On December 5th, former president of South Africa Nelson Mandela passed away at the age of 95. Mandela was an extraordinary man who dedicated his life to fighting for freedom and racial equality. His death is an immense loss not just for the people of South Africa, but it is a loss for people all over the world. His example of fearless leadership is one that has touched many and will never be forgotten.
Mandela was born in 1918. His political activism began as a young man in the 1940’s around the time when the apartheid became an official policy of South Africa. In 1944, he joined an anti-apartheid group known as the African National Congress. Shortly after, he started his own political party called the Youth League of the African National Congress, with which he hoped to take more of a radical stance than that of the ANC. He successfully took aggressive action with the Youth League which later convinced the ANC to also adopt a more radical policy in 1949 known as the Programme of Action.
Mandela was sent to jail numerous times for disobeying the law, and he was eventually sentenced to life in prison in 1964 for sabotage against the government. During his time in jail, both his mother and eldest son passed away and Mandela was not allowed to attend either of their funerals.
In 1990, F.W. De Klerk was elected as president of South Africa and quickly began to rid of the apartheid system. That same year, Mandela was released from prison after 27 years. After spending a good portion of his life in prison, this is what Mandela had to say about it:
“People may say to spend 27 years in prison you have wasted your life. But the greatest thing for a politician is whether the ideas to which you’ve committed your life are still alive, whether these ideas are likely to triumph in the end, and everything that happened showed that we have not sacrificed in vain.”
After his release from prison, he continued to commit himself to abolishing apartheid. In 1993, Mandela won the Nobel Peace Prize along with South African President F.W. de Klerk. That same year, the South African government agreed for the first time to allow black citizens to vote and in 1994, Mandela was elected president of South Africa.
After his presidency, Mandela turned his focus to AIDS activism. He became very passionate about the issue of HIV/AIDS, as he had lost his son as well as many other loved ones to the disease.
Today, there are three foundations in Nelson Mandela’s name including The Nelson Mandela Foundation, The Nelson Mandela Children’s Fund, and the Mandela Rhodes Foundation, all which raise funds for different causes. Nelson Mandela may have passed away, but his legacy undoubtedly lives on. As Mandela said himself,
“What counts in life is not the mere fact that we have lived. It is what difference we have made to the lives of others that will determine the significance of the life we lead.”

◇ ◇ ◇ ◇ ◇ ◇ ◇

Extract the passage of the text on Nelson Mandela between "After his release" and "president of South Africa.", inclusive. The lines that come after this text have no connection to it.

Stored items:
◇ ◇ ◇ ◇ ◇ ◇ ◇

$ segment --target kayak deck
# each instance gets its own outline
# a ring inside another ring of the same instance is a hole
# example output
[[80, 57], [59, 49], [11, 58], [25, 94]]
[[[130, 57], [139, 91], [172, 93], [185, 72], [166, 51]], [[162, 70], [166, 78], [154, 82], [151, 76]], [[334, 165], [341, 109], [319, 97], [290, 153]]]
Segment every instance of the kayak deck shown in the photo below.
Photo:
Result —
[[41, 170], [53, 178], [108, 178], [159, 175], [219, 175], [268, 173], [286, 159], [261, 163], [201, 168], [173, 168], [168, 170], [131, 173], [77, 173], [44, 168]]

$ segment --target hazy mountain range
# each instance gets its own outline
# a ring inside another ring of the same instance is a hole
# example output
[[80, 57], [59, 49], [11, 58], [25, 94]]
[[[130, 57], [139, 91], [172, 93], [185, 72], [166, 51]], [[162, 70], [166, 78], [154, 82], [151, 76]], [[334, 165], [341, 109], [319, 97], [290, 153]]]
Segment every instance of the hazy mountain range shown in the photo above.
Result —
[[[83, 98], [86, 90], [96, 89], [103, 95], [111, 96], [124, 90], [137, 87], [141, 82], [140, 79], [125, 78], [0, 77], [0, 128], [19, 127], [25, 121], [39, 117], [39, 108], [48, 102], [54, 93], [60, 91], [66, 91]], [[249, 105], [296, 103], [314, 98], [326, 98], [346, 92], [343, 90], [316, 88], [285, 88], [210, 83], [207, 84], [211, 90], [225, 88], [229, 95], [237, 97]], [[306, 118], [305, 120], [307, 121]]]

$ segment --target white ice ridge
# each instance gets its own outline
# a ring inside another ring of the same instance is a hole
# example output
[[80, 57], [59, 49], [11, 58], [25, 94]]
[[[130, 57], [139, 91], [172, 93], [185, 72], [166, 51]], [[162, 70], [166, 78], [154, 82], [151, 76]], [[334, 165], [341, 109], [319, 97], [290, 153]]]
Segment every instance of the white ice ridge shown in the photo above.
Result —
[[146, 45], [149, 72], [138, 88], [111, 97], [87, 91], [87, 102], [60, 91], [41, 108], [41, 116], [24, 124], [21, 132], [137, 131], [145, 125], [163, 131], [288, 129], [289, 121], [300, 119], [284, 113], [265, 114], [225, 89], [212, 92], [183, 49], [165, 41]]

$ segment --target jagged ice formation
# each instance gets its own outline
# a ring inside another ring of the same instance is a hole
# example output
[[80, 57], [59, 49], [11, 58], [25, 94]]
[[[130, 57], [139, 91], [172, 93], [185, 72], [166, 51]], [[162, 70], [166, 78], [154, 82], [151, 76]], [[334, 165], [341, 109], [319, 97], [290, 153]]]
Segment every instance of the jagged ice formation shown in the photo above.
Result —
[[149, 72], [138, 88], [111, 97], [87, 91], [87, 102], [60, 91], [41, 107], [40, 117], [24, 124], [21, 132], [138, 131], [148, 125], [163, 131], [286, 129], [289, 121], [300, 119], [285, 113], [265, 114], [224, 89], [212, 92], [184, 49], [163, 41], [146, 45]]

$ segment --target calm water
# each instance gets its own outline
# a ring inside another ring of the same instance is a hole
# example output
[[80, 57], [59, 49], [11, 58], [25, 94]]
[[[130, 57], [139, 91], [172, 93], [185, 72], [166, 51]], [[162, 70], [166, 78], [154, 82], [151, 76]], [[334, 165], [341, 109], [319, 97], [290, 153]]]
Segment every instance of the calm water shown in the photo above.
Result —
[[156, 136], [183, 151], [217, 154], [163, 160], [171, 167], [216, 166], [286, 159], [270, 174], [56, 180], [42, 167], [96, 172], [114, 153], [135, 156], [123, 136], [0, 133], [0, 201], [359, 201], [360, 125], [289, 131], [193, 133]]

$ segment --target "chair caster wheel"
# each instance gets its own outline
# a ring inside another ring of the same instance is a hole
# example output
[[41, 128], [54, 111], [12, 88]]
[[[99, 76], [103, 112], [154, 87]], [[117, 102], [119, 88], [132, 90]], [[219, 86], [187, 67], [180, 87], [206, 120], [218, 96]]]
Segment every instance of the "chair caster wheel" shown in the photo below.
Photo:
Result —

◇ ◇ ◇ ◇ ◇ ◇ ◇

WORKED SOLUTION:
After his release from prison, he continued to commit himself to abolishing apartheid. In 1993, Mandela won the Nobel Peace Prize along with South African President F.W. de Klerk. That same year, the South African government agreed for the first time to allow black citizens to vote and in 1994, Mandela was elected president of South Africa.